Exercise set
a. Answer these questions about the passage on uric acid and dementia:
(i) How many healthy control subjects were included in the study?
(ii) In which dementia subgroup was a significant reduction of HDL found?
(iii) Uric acid is a product of what kind of metabolism?
b. According to the passage on uric acid and dementia, why is uric acid associated with atherosclerosis? Explain in one to three sentences.
c. Rewrite the part of the passage on uric acid and dementia that opens with the words "We have measured" and closes with "and VaD subjects.", replacing "neuroimaging" with "brain imaging".

Source passage Start Marker

Uric Acid and High-Density Lipoprotein Cholesterol Are Differently Associated with Alzheimer’s Disease and Vascular Dementia

Abstract

Uric acid (UA) is a major contributor to naturally-occurring antioxidant activity and is thought to have protective effects against neurodegenerative processes. However, UA is also implicated as a risk factor in vascular, including cerebrovascular, disease. Its association with, and role in, dementia and its component diseases including Alzheimer’s disease (AD) and vascular dementia (VaD) remains unclear and inconsistently studied. Changes in blood lipids, particularly cholesterol measures, have also been implicated in dementias although the relationship or interactions with UA have been little studied.

We have measured plasma UA and lipids taken from 187 subjects first attending a general hospital neurology department for symptoms associated with dementia, and from a series of 79 healthy control subjects. Diagnoses of AD and VaD were made following neuroimaging; laboratory measures were compared between dementia and control groups and between AD and VaD subgroups. No overall change in UA was seen in dementia, although a substantial and highly significant reduction was found in the AD patients. Reduced values in total cholesterol, HDL, and LDL were found in dementia, independent of statin treatment. Further investigation found a significant reduction of HDL only in the VaD group, while total cholesterol was significantly reduced in both AD and VaD subjects.

These findings indicate that in our Chinese sample, UA deficits are specifically associated with AD, while deficits in HDL cholesterol found in dementia tend to be greater in VaD.

Keywords

Alzheimer’s disease antioxidant cerebrovascular disease cholesterol HDL LDL neurodegeneration uric acid vascular dementia

INTRODUCTION

There is substantial evidence for the involvement of circulating uric acid (UA) in neurodegenerative processes. As a product of purine metabolism, UA accounts for a large proportion of naturally-occurring antioxidant activity [1] and thereby is thought to have a neuroprotective action both in neurodegenerative disorders and their experimental models [2]. This neuroprotective action appears to extend to a relationship with relatively improved outcome in stroke patients [3], which we have recently confirmed in patients in a general hospital neurology department [4].

However, these findings contrast strongly with the observation that UA is a risk factor for cerebrovascular disease [5] as it is for other vascular diseases. There are reported associations with atherosclerosis [6] as UA can increase endothelial cell activation and platelet adhesion [7].

Source passage End Marker
Available data Start Marker

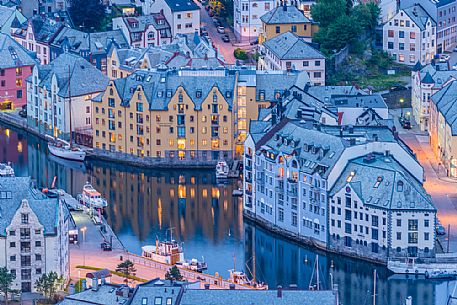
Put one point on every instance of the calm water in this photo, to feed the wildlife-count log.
(144, 204)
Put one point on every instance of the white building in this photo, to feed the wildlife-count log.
(426, 81)
(49, 90)
(182, 15)
(379, 210)
(34, 233)
(410, 36)
(144, 31)
(288, 51)
(247, 13)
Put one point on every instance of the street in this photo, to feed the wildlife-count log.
(442, 189)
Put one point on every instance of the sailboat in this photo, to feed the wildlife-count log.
(64, 149)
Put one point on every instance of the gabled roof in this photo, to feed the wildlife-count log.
(289, 46)
(284, 14)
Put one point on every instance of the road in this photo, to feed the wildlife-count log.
(442, 189)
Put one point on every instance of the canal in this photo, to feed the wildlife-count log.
(149, 204)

Available data End Marker

Results
a.
(i) 79
(ii) The VaD group
(iii) Purine metabolism

b. Uric acid can increase endothelial cell activation and platelet adhesion.

c.
We have measured plasma UA and lipids taken from 187 subjects first attending a general hospital neurology department for symptoms associated with dementia, and from a series of 79 healthy control subjects. Diagnoses of AD and VaD were made following brain imaging; laboratory measures were compared between dementia and control groups and between AD and VaD subgroups. No overall change in UA was seen in dementia, although a substantial and highly significant reduction was found in the AD patients. Reduced values in total cholesterol, HDL, and LDL were found in dementia, independent of statin treatment. Further investigation found a significant reduction of HDL only in the VaD group, while total cholesterol was significantly reduced in both AD and VaD subjects.